> **Task instructions**
[1] Can you write out everything from "Carried on with" down to "of the park." in the Lyme Hall walk text again, swapping "coffee shop" for "tea room"?
[2] In the Lyme Hall walk text, why did the writer avoid getting too close to the fallow deer? Answer in one to three sentences.
[3] Answer these questions about the Lyme Hall walk text:
(a) According to the stone at the entrance, how long was Lyme Hall a family residence, and until when?
(b) What is on one side of the small lake?
(c) Which way does the small stream under the bridge run?

After that I walked thankfully downhill all the way to Lyme Hall. Now this place still looks spectacular and at the entrance to the hall as you enter the courtyard, a stone tells you that it used to be a family residence for over 600 years until the late 1940s, well I wouldn't have minded living in such grandeur, I can tell you. The good thing is though is that it's National Trust preserved, and so if you want to go round the hall and gardens, you can for a small cost. I decided against that, only because I've been there a few times in my life, but nonetheless it was good to see the old building looking resplendent, that's for sure.

Carried on with a loop around the Fallow Deer trail, which takes you past the back of the Lyme Hall gardens and also you're recommended to keep to the paths. And no wonder, just as I was about to go over a bridge over a small stream (which runs through towards the Hall itself) I spotted several fallow deer grazing in the shade, they looked peaceful and at ease but I really didn't want to get too close in case one of them got frightened and decided to charge in self defence. But to be that up close and personal with nature was something really lovely, and I think it's often what's forgotten. I then walked back the way round and then on to the small lake that has a coffee shop on one side - and it seemed to be quite popular for a picnic too! I stopped by to grab some water and then it was off on the trail again, this time to the far end of the park.

> **Entries provided**

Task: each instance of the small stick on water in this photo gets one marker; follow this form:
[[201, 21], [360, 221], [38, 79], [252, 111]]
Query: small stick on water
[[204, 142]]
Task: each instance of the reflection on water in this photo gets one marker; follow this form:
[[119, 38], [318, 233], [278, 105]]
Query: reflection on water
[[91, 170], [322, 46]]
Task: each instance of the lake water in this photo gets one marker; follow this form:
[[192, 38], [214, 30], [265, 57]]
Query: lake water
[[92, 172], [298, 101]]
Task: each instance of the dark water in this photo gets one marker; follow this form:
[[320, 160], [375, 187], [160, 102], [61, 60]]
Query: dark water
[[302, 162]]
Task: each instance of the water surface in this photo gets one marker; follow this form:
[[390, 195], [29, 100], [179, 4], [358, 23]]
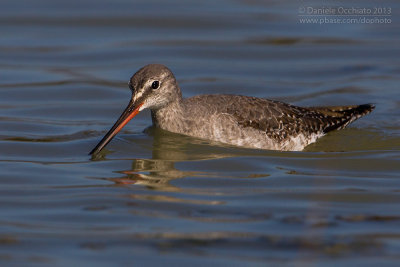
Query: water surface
[[155, 197]]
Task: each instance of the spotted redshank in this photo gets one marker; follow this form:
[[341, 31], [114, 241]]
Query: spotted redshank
[[232, 119]]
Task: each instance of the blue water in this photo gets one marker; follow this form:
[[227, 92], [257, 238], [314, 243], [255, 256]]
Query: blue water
[[156, 198]]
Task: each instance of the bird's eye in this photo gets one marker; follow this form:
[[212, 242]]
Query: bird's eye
[[130, 86], [155, 84]]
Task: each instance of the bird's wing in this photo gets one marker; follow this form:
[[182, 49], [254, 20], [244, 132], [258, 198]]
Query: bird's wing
[[280, 120]]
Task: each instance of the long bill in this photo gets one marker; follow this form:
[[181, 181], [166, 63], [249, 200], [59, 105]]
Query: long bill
[[130, 111]]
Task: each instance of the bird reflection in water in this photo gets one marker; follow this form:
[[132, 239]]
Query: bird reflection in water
[[168, 149]]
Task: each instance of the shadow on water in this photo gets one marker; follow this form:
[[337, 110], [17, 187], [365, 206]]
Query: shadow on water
[[323, 158]]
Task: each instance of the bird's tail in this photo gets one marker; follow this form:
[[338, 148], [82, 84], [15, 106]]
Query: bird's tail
[[339, 117]]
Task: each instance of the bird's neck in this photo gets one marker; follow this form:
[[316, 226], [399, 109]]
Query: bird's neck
[[171, 116]]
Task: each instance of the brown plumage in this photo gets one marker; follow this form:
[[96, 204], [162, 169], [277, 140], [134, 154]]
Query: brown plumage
[[232, 119]]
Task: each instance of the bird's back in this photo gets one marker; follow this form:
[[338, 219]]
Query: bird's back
[[263, 123]]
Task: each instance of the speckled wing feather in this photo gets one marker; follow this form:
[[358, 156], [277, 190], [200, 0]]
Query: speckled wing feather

> **Outputs in order**
[1]
Carried on with a loop around the Fallow Deer trail, which takes you past the back of the Lyme Hall gardens and also you're recommended to keep to the paths. And no wonder, just as I was about to go over a bridge over a small stream (which runs through towards the Hall itself) I spotted several fallow deer grazing in the shade, they looked peaceful and at ease but I really didn't want to get too close in case one of them got frightened and decided to charge in self defence. But to be that up close and personal with nature was something really lovely, and I think it's often what's forgotten. I then walked back the way round and then on to the small lake that has a tea room on one side - and it seemed to be quite popular for a picnic too! I stopped by to grab some water and then it was off on the trail again, this time to the far end of the park.

[2] The writer did not want to get too close in case one of the deer got frightened and decided to charge in self defence.

[3]
(a) For over 600 years, until the late 1940s.
(b) A coffee shop.
(c) Through towards the Hall itself.